WORK TO COMPLETE - Copy out, word for word, the stretch of items from the line containing "Mark one point per instance of the advertising" through the line containing "(1041, 216)", including both of those lines.

┌──

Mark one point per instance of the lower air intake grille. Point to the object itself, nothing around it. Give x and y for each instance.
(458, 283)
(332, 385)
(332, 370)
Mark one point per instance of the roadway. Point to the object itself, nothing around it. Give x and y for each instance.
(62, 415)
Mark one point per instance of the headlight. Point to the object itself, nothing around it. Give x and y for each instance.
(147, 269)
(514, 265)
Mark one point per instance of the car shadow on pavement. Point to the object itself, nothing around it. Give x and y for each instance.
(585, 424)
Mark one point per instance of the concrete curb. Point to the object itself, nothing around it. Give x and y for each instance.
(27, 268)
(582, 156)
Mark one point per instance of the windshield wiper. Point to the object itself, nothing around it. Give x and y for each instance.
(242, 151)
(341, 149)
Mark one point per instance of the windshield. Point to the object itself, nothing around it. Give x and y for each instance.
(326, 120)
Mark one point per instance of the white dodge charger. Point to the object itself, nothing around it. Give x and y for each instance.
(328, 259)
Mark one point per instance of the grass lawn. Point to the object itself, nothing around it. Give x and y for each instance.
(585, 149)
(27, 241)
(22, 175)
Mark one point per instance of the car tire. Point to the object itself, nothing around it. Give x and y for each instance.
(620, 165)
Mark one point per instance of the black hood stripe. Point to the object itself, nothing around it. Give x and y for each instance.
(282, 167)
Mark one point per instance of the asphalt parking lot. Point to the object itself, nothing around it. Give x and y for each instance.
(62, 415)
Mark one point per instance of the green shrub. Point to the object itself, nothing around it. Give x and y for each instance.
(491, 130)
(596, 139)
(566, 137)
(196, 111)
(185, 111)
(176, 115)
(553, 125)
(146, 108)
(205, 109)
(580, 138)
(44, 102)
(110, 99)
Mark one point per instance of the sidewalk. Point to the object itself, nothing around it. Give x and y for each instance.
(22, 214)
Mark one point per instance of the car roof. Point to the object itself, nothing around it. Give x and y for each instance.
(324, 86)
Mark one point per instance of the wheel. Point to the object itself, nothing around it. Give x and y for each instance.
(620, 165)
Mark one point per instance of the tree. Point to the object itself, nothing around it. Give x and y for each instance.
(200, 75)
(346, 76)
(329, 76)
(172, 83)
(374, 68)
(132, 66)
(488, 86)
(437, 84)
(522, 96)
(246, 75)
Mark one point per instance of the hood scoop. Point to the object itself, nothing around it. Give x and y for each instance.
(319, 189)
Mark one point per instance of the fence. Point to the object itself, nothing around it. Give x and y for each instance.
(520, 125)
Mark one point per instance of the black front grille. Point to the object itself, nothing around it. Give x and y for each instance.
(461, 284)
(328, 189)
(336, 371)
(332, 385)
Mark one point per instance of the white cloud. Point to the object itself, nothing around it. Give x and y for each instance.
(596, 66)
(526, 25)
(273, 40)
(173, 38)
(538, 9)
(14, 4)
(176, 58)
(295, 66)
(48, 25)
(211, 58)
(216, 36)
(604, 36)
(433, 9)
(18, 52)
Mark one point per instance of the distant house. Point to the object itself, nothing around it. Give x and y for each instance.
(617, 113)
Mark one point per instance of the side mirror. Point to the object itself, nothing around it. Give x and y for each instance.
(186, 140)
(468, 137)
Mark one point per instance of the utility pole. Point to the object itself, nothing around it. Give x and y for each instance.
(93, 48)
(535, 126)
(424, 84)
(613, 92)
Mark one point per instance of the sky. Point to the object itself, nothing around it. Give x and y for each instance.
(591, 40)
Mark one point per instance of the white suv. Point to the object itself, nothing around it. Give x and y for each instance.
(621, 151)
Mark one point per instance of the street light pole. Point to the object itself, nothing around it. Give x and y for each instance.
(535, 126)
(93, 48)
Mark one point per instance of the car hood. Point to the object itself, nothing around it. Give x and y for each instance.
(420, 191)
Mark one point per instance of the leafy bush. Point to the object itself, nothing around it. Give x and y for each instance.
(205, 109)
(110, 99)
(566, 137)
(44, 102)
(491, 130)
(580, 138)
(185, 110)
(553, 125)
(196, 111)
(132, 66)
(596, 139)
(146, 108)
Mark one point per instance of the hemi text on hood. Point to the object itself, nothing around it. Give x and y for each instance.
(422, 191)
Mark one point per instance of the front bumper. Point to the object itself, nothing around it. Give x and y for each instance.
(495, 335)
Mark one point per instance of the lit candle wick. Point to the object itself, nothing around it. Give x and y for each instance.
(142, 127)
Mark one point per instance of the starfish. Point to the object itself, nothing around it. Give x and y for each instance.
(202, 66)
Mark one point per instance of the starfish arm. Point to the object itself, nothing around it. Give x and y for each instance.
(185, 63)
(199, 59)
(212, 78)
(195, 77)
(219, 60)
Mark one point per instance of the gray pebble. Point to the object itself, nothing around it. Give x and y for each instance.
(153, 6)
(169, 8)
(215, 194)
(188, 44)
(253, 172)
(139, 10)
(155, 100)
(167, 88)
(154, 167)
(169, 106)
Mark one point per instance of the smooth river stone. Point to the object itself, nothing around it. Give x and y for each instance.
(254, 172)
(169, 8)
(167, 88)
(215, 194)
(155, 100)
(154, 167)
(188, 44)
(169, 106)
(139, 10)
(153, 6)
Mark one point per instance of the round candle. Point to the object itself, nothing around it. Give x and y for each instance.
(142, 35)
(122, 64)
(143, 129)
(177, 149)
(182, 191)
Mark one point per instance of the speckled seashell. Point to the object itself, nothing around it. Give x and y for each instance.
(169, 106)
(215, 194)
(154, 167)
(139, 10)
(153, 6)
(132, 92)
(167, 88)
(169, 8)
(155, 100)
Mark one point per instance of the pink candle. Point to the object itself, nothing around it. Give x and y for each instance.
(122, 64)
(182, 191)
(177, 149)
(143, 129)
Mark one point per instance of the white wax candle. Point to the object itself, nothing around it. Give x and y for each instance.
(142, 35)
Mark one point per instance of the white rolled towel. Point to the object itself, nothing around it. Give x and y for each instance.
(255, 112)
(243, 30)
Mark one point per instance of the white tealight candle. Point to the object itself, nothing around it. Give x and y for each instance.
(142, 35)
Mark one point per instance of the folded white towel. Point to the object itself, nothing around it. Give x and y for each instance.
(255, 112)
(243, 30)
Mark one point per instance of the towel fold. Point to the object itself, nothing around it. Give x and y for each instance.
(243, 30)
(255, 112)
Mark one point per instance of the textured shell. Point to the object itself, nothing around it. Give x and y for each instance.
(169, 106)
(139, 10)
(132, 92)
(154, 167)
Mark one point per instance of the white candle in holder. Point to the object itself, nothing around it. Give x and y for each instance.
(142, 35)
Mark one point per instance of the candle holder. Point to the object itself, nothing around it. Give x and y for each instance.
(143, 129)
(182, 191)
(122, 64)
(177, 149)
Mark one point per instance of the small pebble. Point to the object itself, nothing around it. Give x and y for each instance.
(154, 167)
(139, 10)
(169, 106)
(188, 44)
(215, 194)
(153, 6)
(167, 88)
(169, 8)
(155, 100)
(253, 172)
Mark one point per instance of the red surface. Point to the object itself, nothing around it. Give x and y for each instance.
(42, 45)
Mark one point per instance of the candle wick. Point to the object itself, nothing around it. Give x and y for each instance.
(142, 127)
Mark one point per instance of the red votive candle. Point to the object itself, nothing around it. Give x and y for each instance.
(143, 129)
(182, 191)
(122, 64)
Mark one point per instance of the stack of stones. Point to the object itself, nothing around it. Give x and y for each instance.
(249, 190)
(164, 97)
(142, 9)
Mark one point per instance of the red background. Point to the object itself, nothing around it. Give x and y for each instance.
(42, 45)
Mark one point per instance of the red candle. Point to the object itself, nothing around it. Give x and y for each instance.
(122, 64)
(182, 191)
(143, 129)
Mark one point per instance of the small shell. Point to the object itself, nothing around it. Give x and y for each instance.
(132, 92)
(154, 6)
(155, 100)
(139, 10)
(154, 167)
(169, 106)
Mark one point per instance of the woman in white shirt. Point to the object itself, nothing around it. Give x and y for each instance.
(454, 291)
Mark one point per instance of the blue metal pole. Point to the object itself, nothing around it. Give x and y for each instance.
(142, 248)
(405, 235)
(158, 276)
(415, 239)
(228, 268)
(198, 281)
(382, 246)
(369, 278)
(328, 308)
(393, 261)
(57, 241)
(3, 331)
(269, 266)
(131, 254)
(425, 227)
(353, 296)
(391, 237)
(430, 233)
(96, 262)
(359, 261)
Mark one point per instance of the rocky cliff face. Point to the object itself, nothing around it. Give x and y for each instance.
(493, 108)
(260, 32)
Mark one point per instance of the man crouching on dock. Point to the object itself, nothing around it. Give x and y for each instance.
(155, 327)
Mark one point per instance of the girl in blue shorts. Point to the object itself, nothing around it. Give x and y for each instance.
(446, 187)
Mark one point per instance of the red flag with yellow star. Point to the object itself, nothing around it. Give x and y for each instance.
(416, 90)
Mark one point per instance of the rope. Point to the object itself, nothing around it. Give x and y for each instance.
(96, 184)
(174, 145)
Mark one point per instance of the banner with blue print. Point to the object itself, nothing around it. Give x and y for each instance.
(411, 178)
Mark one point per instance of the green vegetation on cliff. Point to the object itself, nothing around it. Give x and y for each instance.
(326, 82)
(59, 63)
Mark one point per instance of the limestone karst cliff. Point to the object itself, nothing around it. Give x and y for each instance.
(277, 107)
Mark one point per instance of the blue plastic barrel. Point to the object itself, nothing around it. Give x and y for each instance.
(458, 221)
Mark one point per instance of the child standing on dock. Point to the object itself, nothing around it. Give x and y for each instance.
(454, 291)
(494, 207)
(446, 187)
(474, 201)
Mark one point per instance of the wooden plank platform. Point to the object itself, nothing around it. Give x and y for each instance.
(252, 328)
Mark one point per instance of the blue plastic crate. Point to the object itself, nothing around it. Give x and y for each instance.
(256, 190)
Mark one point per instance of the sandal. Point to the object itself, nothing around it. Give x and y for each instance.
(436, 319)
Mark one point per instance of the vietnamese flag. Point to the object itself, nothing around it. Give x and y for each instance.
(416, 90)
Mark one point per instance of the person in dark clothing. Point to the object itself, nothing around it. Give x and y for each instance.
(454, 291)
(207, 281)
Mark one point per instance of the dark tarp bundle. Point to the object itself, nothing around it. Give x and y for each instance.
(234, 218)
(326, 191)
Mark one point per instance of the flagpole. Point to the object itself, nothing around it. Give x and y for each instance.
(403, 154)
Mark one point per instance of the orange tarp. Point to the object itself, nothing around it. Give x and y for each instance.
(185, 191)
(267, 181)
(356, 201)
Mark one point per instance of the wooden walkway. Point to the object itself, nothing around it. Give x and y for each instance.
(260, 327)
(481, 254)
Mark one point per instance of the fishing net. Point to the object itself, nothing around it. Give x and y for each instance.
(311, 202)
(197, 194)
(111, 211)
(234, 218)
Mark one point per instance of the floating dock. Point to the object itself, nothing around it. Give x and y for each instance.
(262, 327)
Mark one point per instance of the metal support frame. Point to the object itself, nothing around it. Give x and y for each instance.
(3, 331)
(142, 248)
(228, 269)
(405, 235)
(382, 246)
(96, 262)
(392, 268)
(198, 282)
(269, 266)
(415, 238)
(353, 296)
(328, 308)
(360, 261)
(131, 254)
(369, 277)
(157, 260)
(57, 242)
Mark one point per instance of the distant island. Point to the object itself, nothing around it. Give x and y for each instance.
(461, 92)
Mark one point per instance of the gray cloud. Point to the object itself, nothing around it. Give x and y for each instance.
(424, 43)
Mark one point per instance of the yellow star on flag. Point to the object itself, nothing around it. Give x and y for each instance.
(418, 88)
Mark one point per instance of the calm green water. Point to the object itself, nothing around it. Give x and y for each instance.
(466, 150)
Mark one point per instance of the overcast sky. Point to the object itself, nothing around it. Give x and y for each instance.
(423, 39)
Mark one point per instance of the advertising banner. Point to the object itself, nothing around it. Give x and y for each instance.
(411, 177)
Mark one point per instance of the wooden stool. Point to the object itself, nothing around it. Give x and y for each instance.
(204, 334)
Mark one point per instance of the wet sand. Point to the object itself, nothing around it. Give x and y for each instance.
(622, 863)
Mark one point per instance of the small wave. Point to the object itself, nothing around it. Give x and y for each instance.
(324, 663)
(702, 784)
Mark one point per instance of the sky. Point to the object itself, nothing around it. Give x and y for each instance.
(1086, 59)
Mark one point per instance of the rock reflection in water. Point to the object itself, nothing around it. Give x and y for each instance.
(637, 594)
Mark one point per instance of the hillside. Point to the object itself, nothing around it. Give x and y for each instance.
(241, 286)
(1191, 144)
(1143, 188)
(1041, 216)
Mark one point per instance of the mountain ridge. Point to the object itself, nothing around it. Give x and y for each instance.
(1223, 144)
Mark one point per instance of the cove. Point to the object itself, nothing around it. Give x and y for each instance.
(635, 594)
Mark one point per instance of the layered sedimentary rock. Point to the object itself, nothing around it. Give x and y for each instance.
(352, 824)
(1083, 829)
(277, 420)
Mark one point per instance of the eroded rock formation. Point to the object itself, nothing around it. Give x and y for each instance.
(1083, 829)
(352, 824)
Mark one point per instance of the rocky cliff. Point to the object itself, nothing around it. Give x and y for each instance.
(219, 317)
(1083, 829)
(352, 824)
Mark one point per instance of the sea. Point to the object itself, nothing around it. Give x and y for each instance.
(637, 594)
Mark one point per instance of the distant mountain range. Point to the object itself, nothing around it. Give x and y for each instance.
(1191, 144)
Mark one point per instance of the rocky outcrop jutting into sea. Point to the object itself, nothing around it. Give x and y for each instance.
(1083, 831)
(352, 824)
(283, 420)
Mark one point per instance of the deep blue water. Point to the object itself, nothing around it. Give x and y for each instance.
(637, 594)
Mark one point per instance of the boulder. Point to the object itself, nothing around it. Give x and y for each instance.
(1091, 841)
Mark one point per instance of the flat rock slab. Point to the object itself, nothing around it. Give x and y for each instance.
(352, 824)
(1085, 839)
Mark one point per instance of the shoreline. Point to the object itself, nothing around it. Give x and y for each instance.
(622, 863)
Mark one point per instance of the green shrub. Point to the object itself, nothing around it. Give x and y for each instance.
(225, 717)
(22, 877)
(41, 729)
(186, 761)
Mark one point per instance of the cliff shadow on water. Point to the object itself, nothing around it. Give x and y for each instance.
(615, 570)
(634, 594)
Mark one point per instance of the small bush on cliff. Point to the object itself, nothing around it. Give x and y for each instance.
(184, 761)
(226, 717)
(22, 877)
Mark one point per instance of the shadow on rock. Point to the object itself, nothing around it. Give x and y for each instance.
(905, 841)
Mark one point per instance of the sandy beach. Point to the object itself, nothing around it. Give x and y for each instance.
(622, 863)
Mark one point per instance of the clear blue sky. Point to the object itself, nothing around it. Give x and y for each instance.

└──

SOLUTION TO THIS TASK -
Mark one point per instance of the advertising banner. Point to the object itself, nothing around it. Give x and y for each instance.
(411, 177)
Mark one point per instance of the wooden stool. Point to the object itself, nothing around it. Give x and y for each instance.
(204, 334)
Mark one point per instance of the wet sand. Point to the object itself, nothing around it. Give x and y for each instance.
(622, 863)
Mark one point per instance of the small wave. Point to the object itself, nothing around it. Give x and y for each instance.
(324, 663)
(702, 784)
Mark one point per instance of the sky. Point to the object itself, nothing around it. Give x and y for each instance.
(1086, 59)
Mark one point per instance of the rock reflection in water. Point to the object itself, nothing around it. Give x and y for each instance.
(637, 594)
Mark one point per instance of the hillside. Point to the object itself, nothing around it. Give x and y for each instance.
(241, 286)
(1191, 144)
(1143, 188)
(1041, 216)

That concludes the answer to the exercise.